WHAT YOU SHOULD DO:
Please take the records that follow and repeat exactly the lines starting with the line with "Target: purple shirt" and going on through the line with "Target: purple protest sign".

RECORDS SHOWN:
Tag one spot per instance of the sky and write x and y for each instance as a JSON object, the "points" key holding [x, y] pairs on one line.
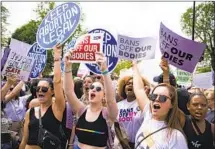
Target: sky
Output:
{"points": [[135, 19]]}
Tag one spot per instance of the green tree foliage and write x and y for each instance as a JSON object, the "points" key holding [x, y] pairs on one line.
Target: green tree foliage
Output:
{"points": [[204, 27], [27, 33], [122, 64], [4, 23]]}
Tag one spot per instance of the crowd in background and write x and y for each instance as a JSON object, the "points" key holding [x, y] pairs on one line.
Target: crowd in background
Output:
{"points": [[105, 111]]}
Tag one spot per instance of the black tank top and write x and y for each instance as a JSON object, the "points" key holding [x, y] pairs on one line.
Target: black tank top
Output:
{"points": [[92, 133], [49, 122], [202, 141]]}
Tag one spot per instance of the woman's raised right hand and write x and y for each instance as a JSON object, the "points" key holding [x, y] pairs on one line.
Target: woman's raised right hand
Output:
{"points": [[67, 58]]}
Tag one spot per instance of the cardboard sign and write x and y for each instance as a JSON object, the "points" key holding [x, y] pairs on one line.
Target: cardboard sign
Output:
{"points": [[109, 50], [58, 25], [136, 48], [180, 52], [86, 46], [18, 64], [20, 46], [5, 56], [40, 55], [183, 77]]}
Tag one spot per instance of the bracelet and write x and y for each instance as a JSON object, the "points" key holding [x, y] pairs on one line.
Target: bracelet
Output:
{"points": [[104, 72], [70, 144], [57, 59], [68, 71]]}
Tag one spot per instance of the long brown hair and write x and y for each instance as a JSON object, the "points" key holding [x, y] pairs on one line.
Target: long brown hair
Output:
{"points": [[173, 116]]}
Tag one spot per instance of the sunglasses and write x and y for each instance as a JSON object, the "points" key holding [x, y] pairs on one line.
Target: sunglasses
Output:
{"points": [[162, 98], [98, 88], [43, 89], [98, 77]]}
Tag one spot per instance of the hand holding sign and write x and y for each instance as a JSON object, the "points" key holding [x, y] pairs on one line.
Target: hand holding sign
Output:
{"points": [[12, 79], [57, 52], [67, 58], [164, 65], [101, 60]]}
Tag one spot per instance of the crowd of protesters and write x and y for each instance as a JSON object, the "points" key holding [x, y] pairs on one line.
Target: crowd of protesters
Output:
{"points": [[104, 111]]}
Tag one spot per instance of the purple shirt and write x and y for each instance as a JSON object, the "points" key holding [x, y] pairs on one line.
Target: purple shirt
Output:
{"points": [[15, 109]]}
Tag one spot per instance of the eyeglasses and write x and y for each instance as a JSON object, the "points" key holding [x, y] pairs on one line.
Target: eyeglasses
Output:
{"points": [[162, 98], [43, 89], [98, 88]]}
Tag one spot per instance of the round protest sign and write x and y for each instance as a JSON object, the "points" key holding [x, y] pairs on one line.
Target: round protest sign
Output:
{"points": [[58, 25], [109, 50], [40, 55]]}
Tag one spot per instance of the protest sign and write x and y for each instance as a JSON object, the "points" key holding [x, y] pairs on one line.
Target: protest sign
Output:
{"points": [[183, 77], [58, 25], [180, 52], [39, 54], [85, 48], [109, 50], [19, 46], [5, 56], [136, 48], [18, 64]]}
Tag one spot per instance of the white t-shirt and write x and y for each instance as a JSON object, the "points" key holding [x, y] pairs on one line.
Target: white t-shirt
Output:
{"points": [[159, 140], [129, 117]]}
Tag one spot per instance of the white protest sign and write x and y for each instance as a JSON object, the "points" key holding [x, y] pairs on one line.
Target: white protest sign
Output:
{"points": [[19, 46], [183, 77], [18, 64], [86, 46], [130, 48], [180, 52]]}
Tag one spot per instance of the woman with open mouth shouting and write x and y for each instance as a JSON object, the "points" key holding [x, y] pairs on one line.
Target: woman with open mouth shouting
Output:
{"points": [[160, 128], [43, 124], [92, 128]]}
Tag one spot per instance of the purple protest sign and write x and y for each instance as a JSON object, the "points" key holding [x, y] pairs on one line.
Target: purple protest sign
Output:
{"points": [[179, 51], [5, 56], [69, 116]]}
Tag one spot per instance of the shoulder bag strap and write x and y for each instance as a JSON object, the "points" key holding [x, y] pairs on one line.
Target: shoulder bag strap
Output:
{"points": [[150, 135], [40, 120], [196, 126]]}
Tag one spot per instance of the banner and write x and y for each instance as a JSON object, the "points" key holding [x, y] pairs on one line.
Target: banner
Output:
{"points": [[58, 25], [19, 46], [86, 46], [183, 77], [5, 56], [18, 64], [136, 48], [180, 52], [109, 50], [40, 55]]}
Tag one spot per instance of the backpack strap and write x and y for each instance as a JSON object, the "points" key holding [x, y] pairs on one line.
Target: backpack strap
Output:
{"points": [[110, 142]]}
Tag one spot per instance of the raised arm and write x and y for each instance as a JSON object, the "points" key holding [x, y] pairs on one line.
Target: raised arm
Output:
{"points": [[25, 131], [10, 81], [109, 89], [59, 104], [165, 68], [138, 86], [75, 103]]}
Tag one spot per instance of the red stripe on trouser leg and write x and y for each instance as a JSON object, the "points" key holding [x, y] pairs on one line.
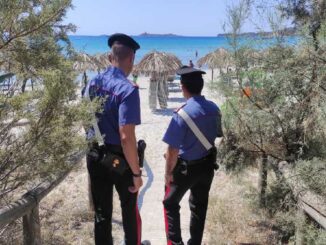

RESPONSE:
Target: purple shirt
Output:
{"points": [[15, 109]]}
Tag one spot per instance of the eyeglasses and write x and y for each instance as a JSON object, the "points" key holding [x, y] pairs on one line.
Target: eyeglasses
Output:
{"points": [[162, 98], [43, 89], [98, 88]]}
Tag one spot per instance of the round protest sign and write x and y for each instance as a JSON object, the "points" key holding [x, y] pairs on one line.
Target: round protest sign
Output:
{"points": [[58, 25], [109, 50], [40, 55]]}
Tag one spot per instance of the protest sign and write x and y for each instance as a JSON object, the "points" key holding [x, y] pairs on one line.
Target: protest sign
Output:
{"points": [[183, 77], [58, 25], [180, 52], [39, 54], [85, 48], [109, 50], [19, 46], [5, 56], [136, 48], [18, 64]]}
Tag one spot per instance of the white t-shirt and write x and y for each instance as a JSON object, the "points" key holding [x, y] pairs on one line.
Target: white t-shirt
Output:
{"points": [[159, 140], [129, 117]]}
Tag one spot per instance of the white protest sign and write x and y for each instance as a JSON object, the "points" key holding [x, y] pairs on one line.
Target: white protest sign
Output:
{"points": [[19, 46], [183, 77], [18, 64], [86, 46], [130, 48], [180, 52]]}
Tag one spot per instance of the woman with open mouth shouting and write x and y for each instance as a JSON object, the "points" key holding [x, y] pairs on one line.
Target: woman with open mouth shouting
Output:
{"points": [[160, 128], [43, 124], [92, 128]]}
Tag one spot per instance of the purple protest sign and write x and y for each instance as a JSON object, the "points" key holding [x, y] pairs on one line.
Target: purple protest sign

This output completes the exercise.